■ **Set problem**:
In the lines below, how many contain the string "region" with matching case? Give only the number.

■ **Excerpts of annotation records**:
## BEGIN

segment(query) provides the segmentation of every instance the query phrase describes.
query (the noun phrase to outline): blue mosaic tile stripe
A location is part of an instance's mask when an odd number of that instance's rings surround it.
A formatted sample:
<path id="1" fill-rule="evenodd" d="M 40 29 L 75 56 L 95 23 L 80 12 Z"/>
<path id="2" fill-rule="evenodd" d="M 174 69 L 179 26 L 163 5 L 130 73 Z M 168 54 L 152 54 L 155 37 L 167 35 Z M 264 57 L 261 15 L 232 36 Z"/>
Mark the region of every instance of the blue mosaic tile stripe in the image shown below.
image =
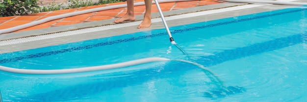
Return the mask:
<path id="1" fill-rule="evenodd" d="M 291 10 L 291 11 L 283 12 L 277 13 L 274 13 L 272 14 L 265 15 L 259 16 L 256 16 L 254 17 L 249 18 L 246 18 L 246 19 L 242 19 L 240 20 L 231 20 L 231 21 L 219 22 L 219 23 L 214 23 L 214 24 L 205 25 L 201 26 L 196 26 L 196 27 L 194 27 L 192 28 L 185 28 L 185 29 L 180 29 L 180 30 L 176 30 L 173 31 L 171 31 L 171 32 L 172 34 L 175 34 L 176 33 L 182 33 L 184 32 L 196 30 L 198 30 L 200 29 L 204 29 L 205 28 L 212 27 L 217 26 L 219 25 L 226 25 L 226 24 L 234 23 L 237 23 L 237 22 L 242 22 L 242 21 L 256 20 L 258 19 L 261 19 L 261 18 L 267 18 L 267 17 L 281 15 L 283 15 L 283 14 L 289 14 L 289 13 L 291 13 L 293 12 L 300 12 L 300 11 L 306 10 L 307 9 L 307 8 L 301 9 Z M 134 37 L 134 38 L 125 39 L 122 39 L 122 40 L 116 40 L 116 41 L 114 41 L 99 43 L 96 43 L 96 44 L 92 44 L 92 45 L 86 45 L 86 46 L 72 47 L 72 48 L 62 49 L 62 50 L 58 50 L 58 51 L 49 51 L 49 52 L 43 52 L 43 53 L 37 53 L 35 54 L 26 55 L 25 56 L 15 57 L 15 58 L 12 58 L 12 59 L 6 59 L 1 60 L 0 60 L 0 63 L 15 62 L 19 60 L 22 60 L 24 59 L 40 58 L 40 57 L 50 56 L 52 55 L 56 55 L 56 54 L 60 54 L 60 53 L 63 53 L 65 52 L 69 52 L 77 51 L 77 50 L 80 50 L 90 49 L 90 48 L 92 48 L 96 47 L 99 47 L 99 46 L 102 46 L 108 45 L 112 45 L 114 44 L 119 43 L 121 42 L 128 42 L 130 41 L 136 41 L 136 40 L 141 40 L 141 39 L 144 39 L 149 38 L 153 38 L 153 37 L 155 37 L 165 36 L 166 35 L 167 35 L 167 33 L 166 32 L 162 32 L 162 33 L 157 33 L 157 34 L 154 34 L 151 35 L 143 36 L 140 36 L 138 37 Z"/>

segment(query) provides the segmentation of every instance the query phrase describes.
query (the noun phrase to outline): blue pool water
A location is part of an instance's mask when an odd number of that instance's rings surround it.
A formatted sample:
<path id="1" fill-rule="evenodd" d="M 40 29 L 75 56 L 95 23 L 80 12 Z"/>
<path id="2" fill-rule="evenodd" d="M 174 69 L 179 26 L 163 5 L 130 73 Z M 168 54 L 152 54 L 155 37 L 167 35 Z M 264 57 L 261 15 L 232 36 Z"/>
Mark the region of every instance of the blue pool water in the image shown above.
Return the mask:
<path id="1" fill-rule="evenodd" d="M 0 55 L 2 66 L 69 69 L 149 57 L 115 70 L 53 75 L 0 71 L 3 102 L 304 102 L 307 26 L 291 8 Z M 215 77 L 217 79 L 214 79 Z"/>

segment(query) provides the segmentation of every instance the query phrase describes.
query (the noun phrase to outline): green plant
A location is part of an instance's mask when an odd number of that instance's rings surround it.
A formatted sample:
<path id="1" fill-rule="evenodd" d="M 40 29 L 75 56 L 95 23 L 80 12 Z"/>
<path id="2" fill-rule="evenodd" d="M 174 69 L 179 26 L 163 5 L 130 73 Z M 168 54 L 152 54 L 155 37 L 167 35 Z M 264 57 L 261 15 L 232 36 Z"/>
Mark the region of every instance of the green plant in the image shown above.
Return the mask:
<path id="1" fill-rule="evenodd" d="M 88 6 L 93 6 L 94 3 L 91 0 L 71 0 L 70 4 L 67 7 L 68 9 L 76 8 L 80 7 L 85 7 Z"/>
<path id="2" fill-rule="evenodd" d="M 50 11 L 55 11 L 61 9 L 61 5 L 56 4 L 55 2 L 52 1 L 51 3 L 49 3 L 49 5 L 47 6 L 42 6 L 40 8 L 40 12 L 44 12 Z M 43 3 L 41 1 L 41 5 L 43 5 Z"/>
<path id="3" fill-rule="evenodd" d="M 38 0 L 0 0 L 0 17 L 39 12 Z"/>

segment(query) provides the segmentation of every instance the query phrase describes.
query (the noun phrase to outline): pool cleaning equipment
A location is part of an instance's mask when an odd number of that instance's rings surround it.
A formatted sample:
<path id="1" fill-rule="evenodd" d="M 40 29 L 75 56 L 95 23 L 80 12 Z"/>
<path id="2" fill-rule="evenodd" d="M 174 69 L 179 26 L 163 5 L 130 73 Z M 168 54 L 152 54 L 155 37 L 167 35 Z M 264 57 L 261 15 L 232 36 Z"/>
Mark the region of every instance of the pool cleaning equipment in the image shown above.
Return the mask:
<path id="1" fill-rule="evenodd" d="M 232 86 L 227 86 L 225 84 L 224 84 L 224 82 L 220 80 L 220 79 L 218 77 L 217 75 L 216 75 L 216 74 L 215 74 L 213 72 L 211 71 L 210 69 L 204 67 L 203 65 L 200 64 L 188 61 L 182 60 L 172 60 L 163 58 L 148 58 L 105 65 L 65 69 L 17 69 L 0 66 L 0 70 L 7 72 L 23 74 L 53 75 L 62 74 L 72 74 L 76 73 L 92 72 L 95 71 L 120 68 L 151 62 L 165 61 L 176 61 L 183 62 L 192 64 L 194 65 L 196 65 L 201 68 L 202 69 L 202 70 L 205 73 L 206 76 L 208 77 L 208 78 L 210 80 L 212 83 L 214 83 L 214 84 L 217 87 L 216 90 L 208 90 L 207 92 L 204 92 L 204 97 L 212 98 L 224 97 L 227 95 L 242 93 L 245 91 L 245 89 L 244 88 L 241 87 Z M 0 101 L 0 102 L 1 102 Z"/>
<path id="2" fill-rule="evenodd" d="M 188 61 L 184 60 L 171 60 L 166 58 L 148 58 L 142 59 L 139 59 L 136 60 L 133 60 L 131 61 L 126 61 L 124 62 L 120 62 L 115 64 L 99 65 L 91 67 L 86 67 L 82 68 L 76 68 L 71 69 L 52 69 L 52 70 L 39 70 L 39 69 L 19 69 L 15 68 L 11 68 L 8 67 L 5 67 L 3 66 L 0 66 L 0 70 L 13 73 L 17 74 L 33 74 L 33 75 L 51 75 L 51 74 L 72 74 L 76 73 L 81 73 L 86 72 L 92 72 L 95 71 L 105 70 L 108 69 L 112 69 L 126 67 L 128 66 L 131 66 L 136 65 L 139 65 L 142 64 L 157 62 L 157 61 L 179 61 L 182 62 L 187 62 L 197 65 L 202 68 L 207 70 L 208 72 L 213 73 L 209 70 L 209 69 L 204 67 L 203 65 L 198 64 L 197 63 L 191 62 Z"/>
<path id="3" fill-rule="evenodd" d="M 193 0 L 161 0 L 160 1 L 160 2 L 163 3 L 163 2 L 186 1 L 193 1 Z M 154 3 L 154 2 L 153 1 L 152 3 L 153 4 Z M 140 6 L 140 5 L 145 5 L 144 2 L 135 2 L 134 4 L 134 6 Z M 120 8 L 124 8 L 124 7 L 127 7 L 127 5 L 126 4 L 114 5 L 111 5 L 111 6 L 105 6 L 105 7 L 98 7 L 98 8 L 96 8 L 87 9 L 87 10 L 79 11 L 76 11 L 74 12 L 65 13 L 64 14 L 61 14 L 61 15 L 56 15 L 56 16 L 51 16 L 51 17 L 48 17 L 48 18 L 45 18 L 40 20 L 35 20 L 31 22 L 24 24 L 23 25 L 18 25 L 17 26 L 14 26 L 14 27 L 9 28 L 1 29 L 0 30 L 0 34 L 12 32 L 14 31 L 16 31 L 21 30 L 21 29 L 25 29 L 26 28 L 30 27 L 31 26 L 33 26 L 36 25 L 38 25 L 40 24 L 42 24 L 45 22 L 47 22 L 53 20 L 55 20 L 57 19 L 62 19 L 62 18 L 64 18 L 66 17 L 69 17 L 71 16 L 74 16 L 87 14 L 87 13 L 92 13 L 92 12 L 98 12 L 98 11 L 100 11 L 110 10 L 110 9 Z"/>
<path id="4" fill-rule="evenodd" d="M 185 51 L 184 51 L 183 49 L 182 49 L 179 46 L 178 46 L 178 45 L 177 45 L 177 43 L 176 43 L 176 42 L 175 42 L 175 41 L 174 40 L 174 39 L 172 36 L 172 34 L 171 34 L 171 32 L 170 31 L 170 29 L 167 26 L 167 23 L 166 23 L 166 21 L 165 21 L 165 19 L 164 19 L 163 14 L 162 13 L 162 11 L 161 10 L 161 8 L 160 8 L 160 5 L 159 5 L 159 2 L 158 2 L 157 0 L 154 0 L 154 2 L 155 2 L 155 4 L 157 6 L 157 8 L 158 8 L 158 11 L 159 11 L 159 14 L 160 14 L 160 16 L 161 16 L 161 19 L 162 19 L 162 21 L 163 22 L 164 27 L 165 27 L 166 31 L 167 32 L 167 34 L 168 34 L 168 36 L 170 38 L 170 41 L 171 41 L 171 43 L 172 44 L 175 45 L 183 54 L 186 55 L 186 53 L 185 52 Z"/>

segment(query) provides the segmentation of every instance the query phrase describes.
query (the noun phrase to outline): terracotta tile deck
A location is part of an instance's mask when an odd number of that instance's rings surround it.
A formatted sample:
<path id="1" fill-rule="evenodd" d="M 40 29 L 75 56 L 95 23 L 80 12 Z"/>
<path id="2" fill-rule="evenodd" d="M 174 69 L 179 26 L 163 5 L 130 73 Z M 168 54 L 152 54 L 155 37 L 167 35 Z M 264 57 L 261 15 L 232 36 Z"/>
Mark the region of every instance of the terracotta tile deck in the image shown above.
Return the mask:
<path id="1" fill-rule="evenodd" d="M 143 0 L 134 0 L 135 2 L 142 1 L 143 1 Z M 215 1 L 214 0 L 199 0 L 190 1 L 160 3 L 159 5 L 162 11 L 167 11 L 219 3 L 220 2 L 219 2 Z M 126 2 L 122 2 L 105 4 L 100 5 L 83 7 L 78 8 L 42 12 L 23 16 L 1 17 L 0 18 L 0 29 L 6 29 L 26 24 L 33 21 L 38 20 L 52 16 L 97 7 L 121 4 L 126 4 Z M 138 15 L 143 14 L 145 13 L 145 5 L 135 6 L 134 12 L 135 12 L 135 15 Z M 117 8 L 60 19 L 26 29 L 16 31 L 15 32 L 120 18 L 126 14 L 127 9 L 127 8 Z M 158 12 L 155 4 L 153 4 L 152 12 Z"/>

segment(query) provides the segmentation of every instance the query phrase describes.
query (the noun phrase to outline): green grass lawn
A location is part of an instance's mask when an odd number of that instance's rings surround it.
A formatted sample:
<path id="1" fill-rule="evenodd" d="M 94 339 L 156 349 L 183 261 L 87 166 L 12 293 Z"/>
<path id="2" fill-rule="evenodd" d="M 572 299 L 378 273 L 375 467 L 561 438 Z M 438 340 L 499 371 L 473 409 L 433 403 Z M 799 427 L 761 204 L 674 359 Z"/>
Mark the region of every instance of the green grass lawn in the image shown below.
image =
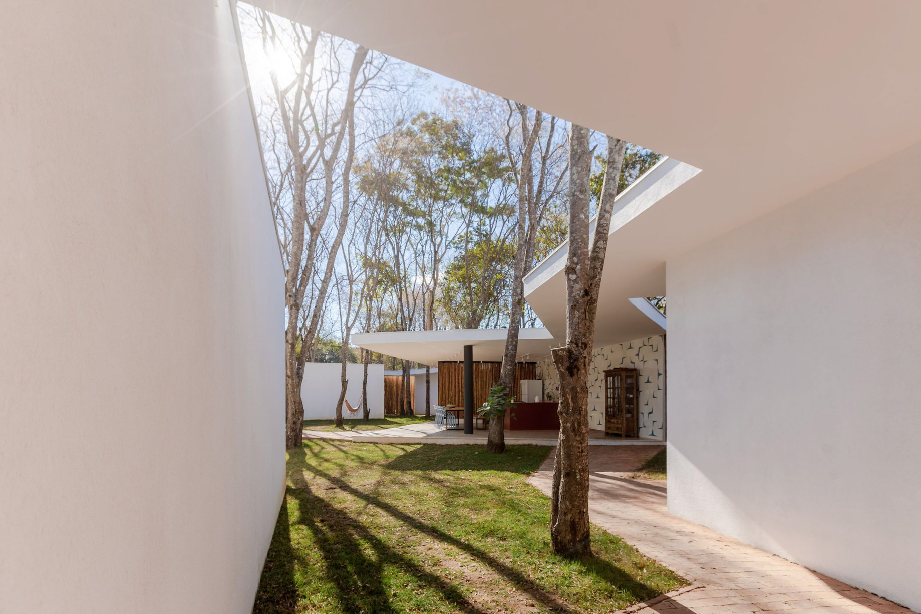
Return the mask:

## END

■ **In response**:
6